> _Given problem 1_
Reproduce the BHP Billiton passage starting at "We raised our" and ending at "and silver mines.", changing "Argentina" to "Chile".

We raised our price target to $113 and our investment rating for BHP Billiton last Wednesday morning out of enthusiasm for its $4.75 billion acquisition of the natural gas assets bought from Chesapeake Energy.  We believe an outlay of 2% of BHP's market cap to increase Barrels of Oil-Equivalent Reserves by 45% is a big win.  Further, the prices of most of BHP's key commodities significantly exceed our estimates, and the now $10 billion share repurchase authorization could be increased several more times.   We have 19 years of research analyst historical experience among the three members of our team other than myself, which permits our continued service to you even as I travelled in Argentina from February 16 to 26 visiting gold and silver mines.

> _Given problem 2_
Count the lines of the records that contain the string "side", treating case as significant, and give only the number.

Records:
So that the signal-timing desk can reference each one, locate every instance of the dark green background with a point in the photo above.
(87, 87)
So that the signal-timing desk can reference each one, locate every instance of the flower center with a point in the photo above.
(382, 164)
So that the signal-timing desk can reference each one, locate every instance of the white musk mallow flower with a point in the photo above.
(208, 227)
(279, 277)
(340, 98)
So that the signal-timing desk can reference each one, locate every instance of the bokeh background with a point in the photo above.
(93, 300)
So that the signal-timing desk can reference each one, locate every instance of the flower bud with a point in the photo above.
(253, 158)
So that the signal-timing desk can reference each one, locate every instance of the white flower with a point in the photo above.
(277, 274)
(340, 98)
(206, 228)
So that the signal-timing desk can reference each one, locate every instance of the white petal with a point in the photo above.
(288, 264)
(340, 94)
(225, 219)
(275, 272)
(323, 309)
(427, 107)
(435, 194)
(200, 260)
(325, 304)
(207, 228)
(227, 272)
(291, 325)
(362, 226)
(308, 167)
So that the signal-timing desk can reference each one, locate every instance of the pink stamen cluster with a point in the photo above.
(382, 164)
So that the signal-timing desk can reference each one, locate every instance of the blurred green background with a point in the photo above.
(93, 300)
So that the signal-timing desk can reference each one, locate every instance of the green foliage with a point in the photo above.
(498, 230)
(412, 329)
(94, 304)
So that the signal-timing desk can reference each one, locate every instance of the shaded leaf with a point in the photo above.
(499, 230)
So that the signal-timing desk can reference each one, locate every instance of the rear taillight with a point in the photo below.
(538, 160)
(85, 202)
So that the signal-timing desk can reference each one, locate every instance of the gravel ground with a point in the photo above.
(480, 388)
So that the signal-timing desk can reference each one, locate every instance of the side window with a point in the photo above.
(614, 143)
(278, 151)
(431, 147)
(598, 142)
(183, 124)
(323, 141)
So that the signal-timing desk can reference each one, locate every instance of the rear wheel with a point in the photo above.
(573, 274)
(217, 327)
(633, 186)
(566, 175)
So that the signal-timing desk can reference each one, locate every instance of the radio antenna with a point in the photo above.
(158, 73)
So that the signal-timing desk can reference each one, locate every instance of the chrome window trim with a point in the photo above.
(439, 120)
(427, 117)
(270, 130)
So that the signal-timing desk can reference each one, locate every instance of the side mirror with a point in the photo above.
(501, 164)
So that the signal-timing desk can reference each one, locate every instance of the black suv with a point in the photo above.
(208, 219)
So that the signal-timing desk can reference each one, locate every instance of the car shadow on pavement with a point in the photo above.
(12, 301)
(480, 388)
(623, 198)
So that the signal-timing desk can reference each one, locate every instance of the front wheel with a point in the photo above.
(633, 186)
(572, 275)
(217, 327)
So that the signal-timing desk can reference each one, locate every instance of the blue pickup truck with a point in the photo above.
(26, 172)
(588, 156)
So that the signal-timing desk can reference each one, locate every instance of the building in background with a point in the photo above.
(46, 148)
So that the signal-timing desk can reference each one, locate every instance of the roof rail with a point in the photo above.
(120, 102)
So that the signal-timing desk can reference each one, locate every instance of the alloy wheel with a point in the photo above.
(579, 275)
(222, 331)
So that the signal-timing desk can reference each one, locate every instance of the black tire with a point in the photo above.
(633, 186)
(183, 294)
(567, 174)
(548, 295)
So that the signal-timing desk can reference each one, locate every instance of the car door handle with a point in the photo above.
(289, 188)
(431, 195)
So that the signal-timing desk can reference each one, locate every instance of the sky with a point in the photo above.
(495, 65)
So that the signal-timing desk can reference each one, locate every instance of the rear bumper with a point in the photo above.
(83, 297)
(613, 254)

> _Task solution 1_
We raised our price target to $113 and our investment rating for BHP Billiton last Wednesday morning out of enthusiasm for its $4.75 billion acquisition of the natural gas assets bought from Chesapeake Energy.  We believe an outlay of 2% of BHP's market cap to increase Barrels of Oil-Equivalent Reserves by 45% is a big win.  Further, the prices of most of BHP's key commodities significantly exceed our estimates, and the now $10 billion share repurchase authorization could be increased several more times.   We have 19 years of research analyst historical experience among the three members of our team other than myself, which permits our continued service to you even as I travelled in Chile from February 16 to 26 visiting gold and silver mines.

> _Task solution 2_
2